**What is being asked**
Copy the lines of the listing below exactly, from the line containing "In this exercise you will indicate the green backpack" through the line containing "[(248, 300), (349, 300)]", including both.

── Source material

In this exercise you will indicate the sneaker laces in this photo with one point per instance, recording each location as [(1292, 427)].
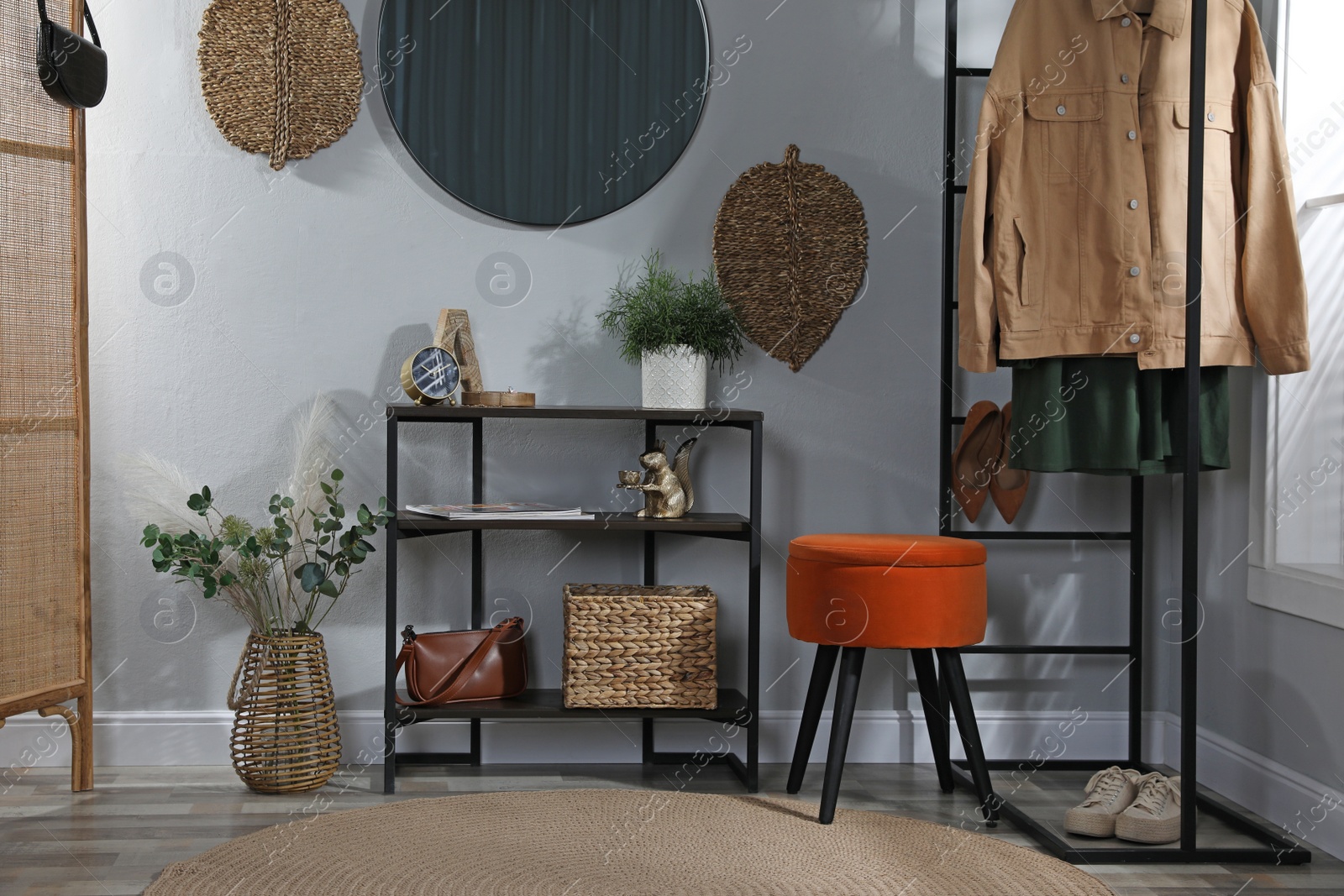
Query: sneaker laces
[(1105, 786), (1155, 790)]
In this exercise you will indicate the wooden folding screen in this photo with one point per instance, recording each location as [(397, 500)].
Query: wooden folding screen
[(44, 394)]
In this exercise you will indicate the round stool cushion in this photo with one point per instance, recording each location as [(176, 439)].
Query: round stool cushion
[(886, 590)]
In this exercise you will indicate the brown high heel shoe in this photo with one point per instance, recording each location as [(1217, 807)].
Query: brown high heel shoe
[(976, 457), (1008, 488)]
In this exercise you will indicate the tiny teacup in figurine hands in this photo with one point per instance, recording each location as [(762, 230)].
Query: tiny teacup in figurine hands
[(667, 484)]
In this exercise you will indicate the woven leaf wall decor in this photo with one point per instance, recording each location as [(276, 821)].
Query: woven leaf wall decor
[(790, 246), (281, 76)]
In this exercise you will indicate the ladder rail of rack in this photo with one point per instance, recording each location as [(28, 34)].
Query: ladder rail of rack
[(737, 710)]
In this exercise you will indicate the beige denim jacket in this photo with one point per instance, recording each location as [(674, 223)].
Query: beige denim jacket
[(1074, 231)]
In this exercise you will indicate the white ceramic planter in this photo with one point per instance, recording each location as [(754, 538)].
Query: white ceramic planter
[(675, 378)]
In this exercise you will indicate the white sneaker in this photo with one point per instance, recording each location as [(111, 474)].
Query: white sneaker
[(1155, 815), (1109, 793)]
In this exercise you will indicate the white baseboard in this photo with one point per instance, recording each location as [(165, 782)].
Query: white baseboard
[(1307, 809), (878, 736)]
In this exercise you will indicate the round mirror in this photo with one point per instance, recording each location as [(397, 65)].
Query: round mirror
[(544, 112)]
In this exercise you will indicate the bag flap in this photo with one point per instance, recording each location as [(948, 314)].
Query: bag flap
[(1066, 107), (1221, 120), (437, 656)]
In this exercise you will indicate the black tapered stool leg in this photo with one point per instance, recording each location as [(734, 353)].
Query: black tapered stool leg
[(847, 694), (949, 663), (822, 671), (936, 715)]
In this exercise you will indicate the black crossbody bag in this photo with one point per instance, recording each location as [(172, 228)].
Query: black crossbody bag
[(73, 70)]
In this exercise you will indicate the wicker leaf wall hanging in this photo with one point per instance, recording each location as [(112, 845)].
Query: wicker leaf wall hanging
[(790, 246), (281, 76)]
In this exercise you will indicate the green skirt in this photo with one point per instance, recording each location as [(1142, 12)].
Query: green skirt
[(1105, 416)]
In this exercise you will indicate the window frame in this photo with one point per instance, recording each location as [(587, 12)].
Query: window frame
[(1268, 584)]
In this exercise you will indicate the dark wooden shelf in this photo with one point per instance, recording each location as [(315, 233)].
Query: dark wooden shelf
[(716, 526), (447, 414), (537, 705)]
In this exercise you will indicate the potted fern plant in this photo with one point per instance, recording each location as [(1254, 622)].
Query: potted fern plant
[(675, 329)]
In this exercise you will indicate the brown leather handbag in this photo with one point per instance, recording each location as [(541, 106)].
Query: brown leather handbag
[(454, 667)]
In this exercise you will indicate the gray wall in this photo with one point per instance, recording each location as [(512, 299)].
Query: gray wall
[(326, 275)]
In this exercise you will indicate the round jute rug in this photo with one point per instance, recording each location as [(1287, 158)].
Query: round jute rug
[(616, 842)]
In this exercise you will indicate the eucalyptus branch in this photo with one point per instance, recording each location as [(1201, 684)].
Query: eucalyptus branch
[(248, 564)]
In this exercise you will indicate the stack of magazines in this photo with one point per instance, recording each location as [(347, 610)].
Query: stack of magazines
[(506, 511)]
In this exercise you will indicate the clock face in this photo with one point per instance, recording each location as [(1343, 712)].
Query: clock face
[(434, 372)]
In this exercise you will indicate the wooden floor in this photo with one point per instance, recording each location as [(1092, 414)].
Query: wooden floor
[(118, 837)]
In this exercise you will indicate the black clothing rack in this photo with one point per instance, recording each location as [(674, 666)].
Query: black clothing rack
[(1278, 848)]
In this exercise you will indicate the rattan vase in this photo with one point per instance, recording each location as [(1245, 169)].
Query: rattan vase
[(286, 736)]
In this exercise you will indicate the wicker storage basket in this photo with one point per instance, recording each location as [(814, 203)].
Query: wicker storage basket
[(286, 736), (629, 645)]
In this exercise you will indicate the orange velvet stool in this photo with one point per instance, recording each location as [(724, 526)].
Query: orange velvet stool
[(920, 593)]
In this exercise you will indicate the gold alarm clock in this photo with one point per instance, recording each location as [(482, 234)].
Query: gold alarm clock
[(432, 375)]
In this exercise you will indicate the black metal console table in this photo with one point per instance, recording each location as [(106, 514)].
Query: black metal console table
[(1272, 846), (736, 707)]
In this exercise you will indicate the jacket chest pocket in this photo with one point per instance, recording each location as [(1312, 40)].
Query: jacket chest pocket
[(1063, 134)]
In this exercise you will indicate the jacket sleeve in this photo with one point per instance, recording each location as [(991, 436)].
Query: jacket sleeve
[(1274, 284), (976, 311)]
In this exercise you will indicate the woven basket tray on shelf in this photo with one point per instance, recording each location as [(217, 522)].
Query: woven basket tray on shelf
[(631, 645)]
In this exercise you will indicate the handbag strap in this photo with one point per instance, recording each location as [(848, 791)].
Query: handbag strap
[(93, 29), (468, 668)]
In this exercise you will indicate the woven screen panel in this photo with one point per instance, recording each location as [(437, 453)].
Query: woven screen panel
[(40, 432)]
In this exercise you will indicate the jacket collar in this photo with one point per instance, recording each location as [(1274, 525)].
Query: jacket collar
[(1168, 15)]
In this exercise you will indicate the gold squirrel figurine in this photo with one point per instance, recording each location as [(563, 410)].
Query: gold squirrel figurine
[(667, 486)]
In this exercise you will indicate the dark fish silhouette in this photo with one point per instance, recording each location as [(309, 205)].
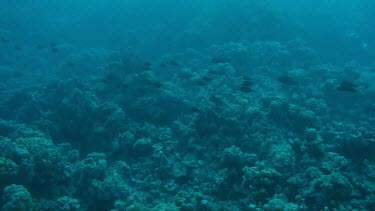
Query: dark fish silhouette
[(40, 47), (201, 83), (246, 86), (147, 66), (287, 80), (17, 48), (217, 60), (4, 39), (162, 65), (195, 109), (347, 86), (70, 64), (156, 84), (55, 50), (173, 62), (246, 89), (206, 78)]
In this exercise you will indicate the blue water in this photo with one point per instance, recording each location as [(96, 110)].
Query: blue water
[(187, 105)]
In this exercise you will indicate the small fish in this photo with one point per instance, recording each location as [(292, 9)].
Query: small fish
[(55, 50), (40, 46), (17, 48), (195, 109), (206, 78), (246, 89), (287, 80), (162, 65), (173, 62), (247, 82), (217, 60), (70, 64), (147, 66), (157, 84), (201, 83), (216, 100), (213, 72), (4, 39), (347, 86)]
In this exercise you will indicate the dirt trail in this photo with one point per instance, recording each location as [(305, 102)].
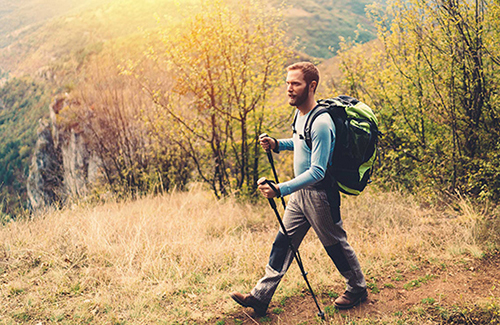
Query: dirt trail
[(464, 283)]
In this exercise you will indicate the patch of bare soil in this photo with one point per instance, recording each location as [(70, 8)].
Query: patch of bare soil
[(464, 283)]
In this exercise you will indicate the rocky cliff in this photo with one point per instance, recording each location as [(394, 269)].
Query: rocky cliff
[(62, 166)]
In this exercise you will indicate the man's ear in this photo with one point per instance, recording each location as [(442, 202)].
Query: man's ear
[(313, 85)]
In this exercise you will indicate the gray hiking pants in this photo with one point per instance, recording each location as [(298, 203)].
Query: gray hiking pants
[(319, 209)]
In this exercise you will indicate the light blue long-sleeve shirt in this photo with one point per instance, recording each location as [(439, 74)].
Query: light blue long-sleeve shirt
[(309, 164)]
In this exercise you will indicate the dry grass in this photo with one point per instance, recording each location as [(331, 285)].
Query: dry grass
[(174, 258)]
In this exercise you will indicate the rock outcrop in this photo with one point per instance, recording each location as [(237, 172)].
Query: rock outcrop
[(62, 165)]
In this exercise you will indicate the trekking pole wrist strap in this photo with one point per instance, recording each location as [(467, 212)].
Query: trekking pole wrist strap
[(274, 188), (276, 145)]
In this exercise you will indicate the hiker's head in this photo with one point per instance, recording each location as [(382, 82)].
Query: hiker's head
[(302, 81)]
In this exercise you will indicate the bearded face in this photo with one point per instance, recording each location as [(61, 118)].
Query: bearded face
[(297, 88)]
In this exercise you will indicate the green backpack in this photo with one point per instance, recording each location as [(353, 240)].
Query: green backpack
[(355, 144)]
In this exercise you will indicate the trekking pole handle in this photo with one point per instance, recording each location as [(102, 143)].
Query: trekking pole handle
[(264, 180), (263, 135)]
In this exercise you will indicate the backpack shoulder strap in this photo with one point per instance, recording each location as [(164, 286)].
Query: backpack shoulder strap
[(317, 111), (294, 130)]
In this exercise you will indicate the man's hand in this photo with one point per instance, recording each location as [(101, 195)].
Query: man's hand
[(266, 190), (267, 143)]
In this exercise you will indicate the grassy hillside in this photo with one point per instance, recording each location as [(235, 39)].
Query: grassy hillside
[(318, 24), (174, 259)]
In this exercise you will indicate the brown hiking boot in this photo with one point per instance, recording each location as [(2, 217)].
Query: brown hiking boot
[(248, 300), (349, 300)]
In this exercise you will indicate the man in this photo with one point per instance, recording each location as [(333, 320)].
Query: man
[(313, 203)]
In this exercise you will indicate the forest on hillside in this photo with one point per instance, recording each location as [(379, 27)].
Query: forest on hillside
[(186, 101)]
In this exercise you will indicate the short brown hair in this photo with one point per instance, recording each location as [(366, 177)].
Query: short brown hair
[(309, 70)]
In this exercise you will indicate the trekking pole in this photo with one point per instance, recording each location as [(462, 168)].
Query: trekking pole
[(271, 161), (295, 252)]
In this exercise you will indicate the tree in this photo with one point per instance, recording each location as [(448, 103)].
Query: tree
[(223, 62), (110, 111), (434, 82)]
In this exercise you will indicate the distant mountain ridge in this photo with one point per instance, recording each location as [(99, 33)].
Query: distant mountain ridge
[(34, 34)]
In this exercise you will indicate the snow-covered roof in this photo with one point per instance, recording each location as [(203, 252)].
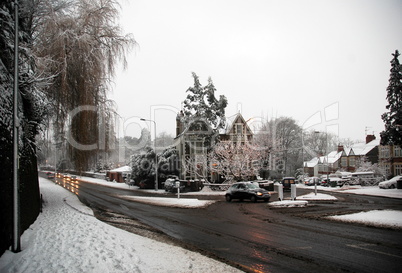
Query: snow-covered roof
[(364, 148), (312, 163), (230, 122), (333, 157)]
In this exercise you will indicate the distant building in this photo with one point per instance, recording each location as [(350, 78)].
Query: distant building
[(195, 140), (345, 158), (352, 156)]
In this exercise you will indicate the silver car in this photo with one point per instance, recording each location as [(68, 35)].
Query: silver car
[(390, 184)]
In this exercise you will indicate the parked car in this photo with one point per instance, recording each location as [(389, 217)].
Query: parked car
[(312, 181), (390, 184), (247, 190), (170, 184), (287, 182)]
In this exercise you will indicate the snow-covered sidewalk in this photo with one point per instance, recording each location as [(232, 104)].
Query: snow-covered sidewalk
[(66, 237)]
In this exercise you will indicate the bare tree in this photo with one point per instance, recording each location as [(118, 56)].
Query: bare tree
[(79, 43)]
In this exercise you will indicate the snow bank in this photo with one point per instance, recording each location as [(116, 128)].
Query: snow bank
[(383, 218), (67, 238)]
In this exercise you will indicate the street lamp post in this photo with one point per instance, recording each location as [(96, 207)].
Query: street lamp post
[(156, 157)]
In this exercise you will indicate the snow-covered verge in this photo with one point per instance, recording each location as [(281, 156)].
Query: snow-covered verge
[(66, 237), (170, 202), (383, 218), (366, 190)]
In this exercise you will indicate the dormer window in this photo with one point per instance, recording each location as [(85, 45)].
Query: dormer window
[(239, 129)]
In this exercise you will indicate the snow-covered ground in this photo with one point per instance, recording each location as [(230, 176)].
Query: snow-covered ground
[(66, 237)]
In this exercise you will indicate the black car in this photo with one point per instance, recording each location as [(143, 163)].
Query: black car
[(247, 190)]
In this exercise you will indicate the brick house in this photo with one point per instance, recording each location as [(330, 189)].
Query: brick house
[(352, 155), (196, 139), (390, 159)]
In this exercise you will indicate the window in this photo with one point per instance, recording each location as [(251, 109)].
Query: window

────

**Completed task**
In this exercise you will indicate the green backpack in this photo with one point per instance, recording each location as [(353, 240)].
Query: green backpack
[(355, 144)]
In this exercise you will indicate the trekking pole handle in this photo with one point per instance, recording each location as [(102, 143)].
Query: trekking pole handle
[(264, 180), (263, 135)]
In this exercise you will indicate the backpack shoulder strap in this photo with one point per instance, recording each location as [(164, 286)].
Query: backpack shoulder strap
[(317, 111), (294, 130)]
In this exercise you will indicate the man's hand in this photo with one point per instance, recording each location as [(101, 195)].
Query: man's hand
[(266, 190), (267, 143)]
In this exercise you will indicate the grassy hillside in this photo with one point per instance, recording each location as [(235, 39)].
Query: grassy hillside
[(318, 24), (174, 259)]
In this exercise you will indicate the brown hiking boot in this photo with one point per instance, recording each location as [(2, 217)].
Query: brown hiking boot
[(248, 300), (349, 300)]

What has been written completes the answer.